→ **WORK TO BE COMPLETED**
Which lines in the material below contain the word "children"? Select and copy each of them, treating uppercase and lowercase as different.
>>>>>
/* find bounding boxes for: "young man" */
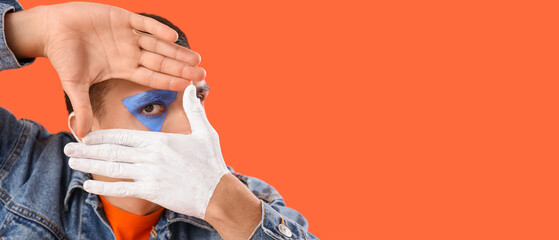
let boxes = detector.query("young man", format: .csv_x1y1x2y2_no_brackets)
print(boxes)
0,0,315,239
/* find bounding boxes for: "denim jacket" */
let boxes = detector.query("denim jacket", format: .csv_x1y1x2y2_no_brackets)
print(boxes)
0,0,317,240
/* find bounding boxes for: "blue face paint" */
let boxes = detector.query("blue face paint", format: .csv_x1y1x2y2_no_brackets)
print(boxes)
122,89,177,132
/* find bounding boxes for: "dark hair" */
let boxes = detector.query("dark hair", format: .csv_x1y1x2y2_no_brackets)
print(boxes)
64,13,190,116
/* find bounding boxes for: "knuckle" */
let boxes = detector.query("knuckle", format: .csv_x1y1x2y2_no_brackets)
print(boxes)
109,163,124,177
113,184,128,196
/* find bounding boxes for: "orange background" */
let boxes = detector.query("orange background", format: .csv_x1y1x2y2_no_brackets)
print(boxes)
0,0,559,239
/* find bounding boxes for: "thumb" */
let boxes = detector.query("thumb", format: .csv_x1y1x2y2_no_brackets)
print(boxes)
64,84,93,138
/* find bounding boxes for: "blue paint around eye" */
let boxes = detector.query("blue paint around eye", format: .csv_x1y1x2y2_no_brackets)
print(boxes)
122,89,177,132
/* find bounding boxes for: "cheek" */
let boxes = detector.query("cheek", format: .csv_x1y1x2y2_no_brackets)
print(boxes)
161,101,192,134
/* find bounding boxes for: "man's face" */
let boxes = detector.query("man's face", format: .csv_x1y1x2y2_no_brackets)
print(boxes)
92,79,208,134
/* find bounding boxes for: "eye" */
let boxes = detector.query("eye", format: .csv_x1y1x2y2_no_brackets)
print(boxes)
142,103,167,116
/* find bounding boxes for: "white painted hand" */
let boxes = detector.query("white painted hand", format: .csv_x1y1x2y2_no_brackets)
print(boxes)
64,85,229,219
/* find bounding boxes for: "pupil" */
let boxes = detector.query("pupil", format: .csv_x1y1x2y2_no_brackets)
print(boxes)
144,104,153,112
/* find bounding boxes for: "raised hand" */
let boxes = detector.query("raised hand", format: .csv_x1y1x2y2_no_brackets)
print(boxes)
6,2,205,137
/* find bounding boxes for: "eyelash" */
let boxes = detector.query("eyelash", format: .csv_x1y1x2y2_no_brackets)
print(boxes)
140,94,206,116
140,102,167,116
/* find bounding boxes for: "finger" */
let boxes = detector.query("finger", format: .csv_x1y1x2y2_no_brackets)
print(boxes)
64,143,149,163
182,84,213,134
68,158,142,179
139,34,202,66
130,67,190,91
63,81,93,138
83,180,140,197
140,51,206,81
130,13,179,42
82,129,148,147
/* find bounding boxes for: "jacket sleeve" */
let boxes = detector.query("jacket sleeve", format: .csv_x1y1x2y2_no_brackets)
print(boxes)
0,0,35,71
233,172,318,240
0,107,27,178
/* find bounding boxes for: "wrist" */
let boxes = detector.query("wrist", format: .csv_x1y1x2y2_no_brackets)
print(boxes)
204,173,262,239
4,6,45,59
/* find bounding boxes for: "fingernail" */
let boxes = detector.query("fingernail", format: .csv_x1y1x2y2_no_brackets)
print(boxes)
68,158,78,168
83,181,91,192
64,144,76,156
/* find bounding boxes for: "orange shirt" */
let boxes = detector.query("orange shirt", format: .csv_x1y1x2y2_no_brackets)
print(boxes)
99,196,164,240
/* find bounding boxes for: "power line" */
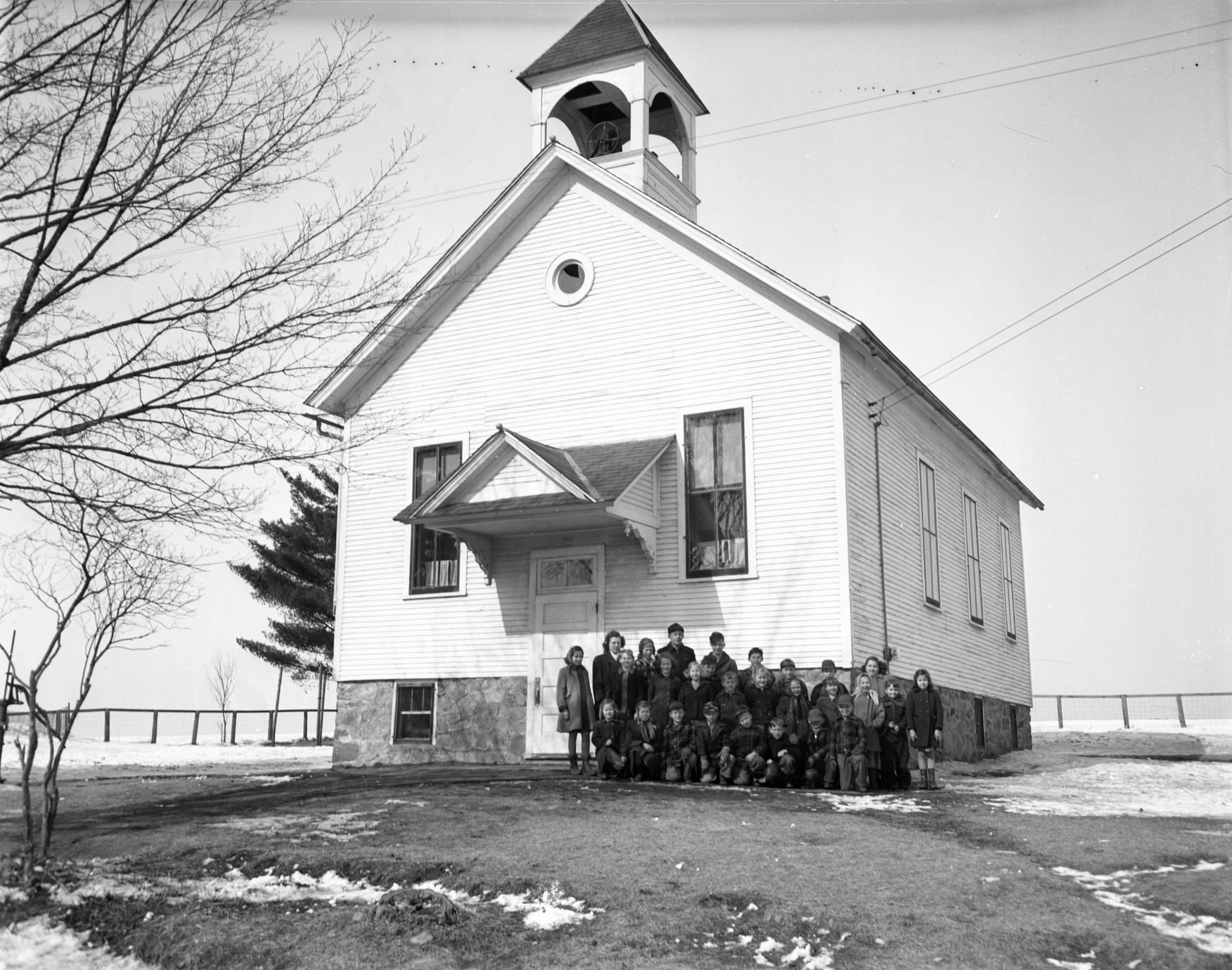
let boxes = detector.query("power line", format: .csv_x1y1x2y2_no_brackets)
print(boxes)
137,18,1232,257
698,18,1232,148
880,198,1232,413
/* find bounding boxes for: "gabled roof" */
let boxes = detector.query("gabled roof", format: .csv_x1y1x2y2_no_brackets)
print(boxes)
518,0,710,115
394,425,675,522
308,141,860,418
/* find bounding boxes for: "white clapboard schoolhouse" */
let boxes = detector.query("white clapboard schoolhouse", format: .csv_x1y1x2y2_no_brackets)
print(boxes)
309,0,1042,763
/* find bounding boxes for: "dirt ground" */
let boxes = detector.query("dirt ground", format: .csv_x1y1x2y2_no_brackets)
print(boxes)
0,732,1232,970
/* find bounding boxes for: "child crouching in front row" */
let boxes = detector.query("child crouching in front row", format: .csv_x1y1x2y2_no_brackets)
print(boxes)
663,699,698,782
590,697,629,778
830,694,868,791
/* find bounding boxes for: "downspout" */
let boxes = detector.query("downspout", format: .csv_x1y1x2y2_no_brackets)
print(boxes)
868,401,894,665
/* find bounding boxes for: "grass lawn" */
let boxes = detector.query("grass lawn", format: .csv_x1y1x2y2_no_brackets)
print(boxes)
0,748,1232,970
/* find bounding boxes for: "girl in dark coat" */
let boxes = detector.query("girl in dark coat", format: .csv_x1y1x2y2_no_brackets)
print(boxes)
590,630,624,708
906,667,945,789
612,650,646,721
881,677,911,791
646,656,680,734
556,646,595,775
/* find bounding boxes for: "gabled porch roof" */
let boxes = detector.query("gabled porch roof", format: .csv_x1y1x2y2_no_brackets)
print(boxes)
394,425,675,582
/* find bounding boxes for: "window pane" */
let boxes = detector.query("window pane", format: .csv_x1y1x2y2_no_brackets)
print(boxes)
686,418,714,491
717,411,744,485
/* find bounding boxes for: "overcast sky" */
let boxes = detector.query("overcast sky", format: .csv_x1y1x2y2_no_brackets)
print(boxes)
16,0,1232,706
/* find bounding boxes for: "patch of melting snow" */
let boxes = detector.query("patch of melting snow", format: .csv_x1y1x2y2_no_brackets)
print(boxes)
0,916,150,970
1050,860,1232,966
808,791,932,815
211,809,388,842
493,883,598,929
950,760,1232,819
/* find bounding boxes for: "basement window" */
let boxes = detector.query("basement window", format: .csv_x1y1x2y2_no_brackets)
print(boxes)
393,683,436,744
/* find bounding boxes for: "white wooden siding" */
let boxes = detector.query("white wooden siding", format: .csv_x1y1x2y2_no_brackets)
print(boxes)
338,183,850,680
842,341,1031,704
457,454,564,503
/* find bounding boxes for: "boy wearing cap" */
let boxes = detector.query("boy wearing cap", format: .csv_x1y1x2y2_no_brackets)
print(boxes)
660,700,698,782
766,718,804,788
801,708,838,788
714,671,744,731
732,708,766,785
740,646,774,690
702,630,739,683
693,700,734,784
808,660,850,708
622,700,659,782
659,623,698,680
830,694,868,791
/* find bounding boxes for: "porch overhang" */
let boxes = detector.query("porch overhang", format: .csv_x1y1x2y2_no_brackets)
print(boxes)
394,425,675,583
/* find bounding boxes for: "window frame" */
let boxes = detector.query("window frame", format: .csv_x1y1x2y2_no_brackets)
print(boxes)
402,432,470,601
390,680,439,745
676,398,757,582
916,454,942,609
962,489,984,629
998,518,1018,642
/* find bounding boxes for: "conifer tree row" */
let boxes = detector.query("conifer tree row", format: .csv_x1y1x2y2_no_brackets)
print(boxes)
231,465,338,680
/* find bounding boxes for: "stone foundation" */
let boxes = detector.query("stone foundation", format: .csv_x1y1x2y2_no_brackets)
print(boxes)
334,677,526,765
334,668,1031,765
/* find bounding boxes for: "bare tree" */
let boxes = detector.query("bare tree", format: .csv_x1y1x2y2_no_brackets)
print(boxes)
0,0,411,532
206,651,236,745
0,505,192,881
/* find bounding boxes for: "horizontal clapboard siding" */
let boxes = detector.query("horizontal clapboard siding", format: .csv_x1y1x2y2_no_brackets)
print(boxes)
842,341,1031,704
338,190,849,680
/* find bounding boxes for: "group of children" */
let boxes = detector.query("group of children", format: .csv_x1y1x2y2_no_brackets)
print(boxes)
557,623,944,791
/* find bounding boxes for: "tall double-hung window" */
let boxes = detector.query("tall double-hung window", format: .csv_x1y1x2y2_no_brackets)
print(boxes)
410,442,462,593
1001,522,1018,640
685,408,749,578
920,459,942,606
962,495,984,626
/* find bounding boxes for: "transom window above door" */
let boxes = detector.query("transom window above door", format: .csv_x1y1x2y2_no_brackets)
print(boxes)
534,555,595,593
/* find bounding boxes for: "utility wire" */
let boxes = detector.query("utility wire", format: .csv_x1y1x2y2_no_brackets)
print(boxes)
878,207,1232,413
137,18,1232,257
698,18,1232,148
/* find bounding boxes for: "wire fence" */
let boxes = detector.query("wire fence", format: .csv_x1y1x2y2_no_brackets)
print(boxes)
8,708,338,745
1031,693,1232,728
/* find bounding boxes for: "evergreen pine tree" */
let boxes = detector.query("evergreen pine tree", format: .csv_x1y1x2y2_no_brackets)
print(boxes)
229,465,338,680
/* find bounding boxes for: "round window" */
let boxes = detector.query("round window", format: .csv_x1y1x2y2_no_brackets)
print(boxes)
544,252,595,306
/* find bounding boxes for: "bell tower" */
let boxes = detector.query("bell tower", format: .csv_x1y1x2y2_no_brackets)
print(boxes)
518,0,710,221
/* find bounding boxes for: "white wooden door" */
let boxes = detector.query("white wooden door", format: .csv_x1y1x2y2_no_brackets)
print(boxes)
526,550,603,757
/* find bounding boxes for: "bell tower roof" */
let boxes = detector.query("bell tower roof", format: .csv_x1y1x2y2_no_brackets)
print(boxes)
518,0,710,115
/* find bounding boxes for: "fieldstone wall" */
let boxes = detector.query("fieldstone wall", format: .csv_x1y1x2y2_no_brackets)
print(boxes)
796,667,1031,761
334,677,526,765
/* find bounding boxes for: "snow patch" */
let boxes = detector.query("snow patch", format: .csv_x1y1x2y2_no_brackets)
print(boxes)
493,883,598,929
1048,860,1232,966
0,916,153,970
809,791,932,815
950,760,1232,819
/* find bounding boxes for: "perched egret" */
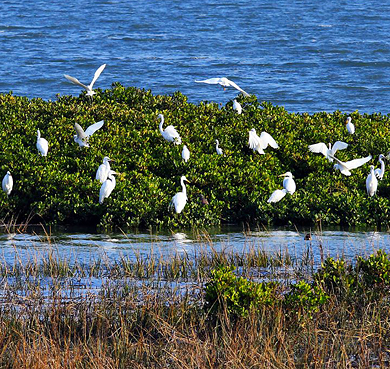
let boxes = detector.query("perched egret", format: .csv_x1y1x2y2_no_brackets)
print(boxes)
99,169,118,204
1,171,14,196
64,64,106,98
309,141,348,162
374,154,386,180
181,145,190,163
169,176,189,214
215,140,223,155
195,77,250,96
73,120,104,147
279,172,297,195
95,156,111,183
248,128,279,154
331,155,372,176
158,114,181,145
37,129,49,156
345,117,355,135
366,165,378,196
233,99,242,114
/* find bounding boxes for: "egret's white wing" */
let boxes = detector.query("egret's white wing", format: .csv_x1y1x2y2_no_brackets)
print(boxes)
331,141,348,155
85,120,104,137
309,142,328,156
74,123,87,140
344,155,372,170
89,64,106,89
260,132,279,149
64,74,88,90
228,79,250,96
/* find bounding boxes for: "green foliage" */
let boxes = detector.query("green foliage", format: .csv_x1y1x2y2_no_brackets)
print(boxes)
204,266,277,317
0,84,390,227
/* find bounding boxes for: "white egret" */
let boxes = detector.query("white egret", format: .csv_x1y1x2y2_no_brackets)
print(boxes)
1,171,14,196
73,120,104,147
158,114,181,145
181,145,190,163
95,156,111,183
233,99,242,114
99,169,118,204
195,77,250,96
366,165,378,196
345,117,355,135
215,140,223,155
309,141,348,162
248,128,279,154
169,176,190,214
64,64,106,97
331,155,372,176
374,154,386,180
37,129,49,156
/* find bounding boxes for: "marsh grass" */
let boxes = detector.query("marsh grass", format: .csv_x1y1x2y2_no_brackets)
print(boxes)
0,239,390,369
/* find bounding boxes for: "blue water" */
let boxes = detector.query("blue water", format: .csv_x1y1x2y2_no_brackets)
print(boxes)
0,0,390,114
<<<<<
→ **RESULT OF THE EXERCISE**
/* find bounding boxes for: "group of children" */
let boxes = detector.query("group of children", format: .csv_x1y1x2y2_no_brackets)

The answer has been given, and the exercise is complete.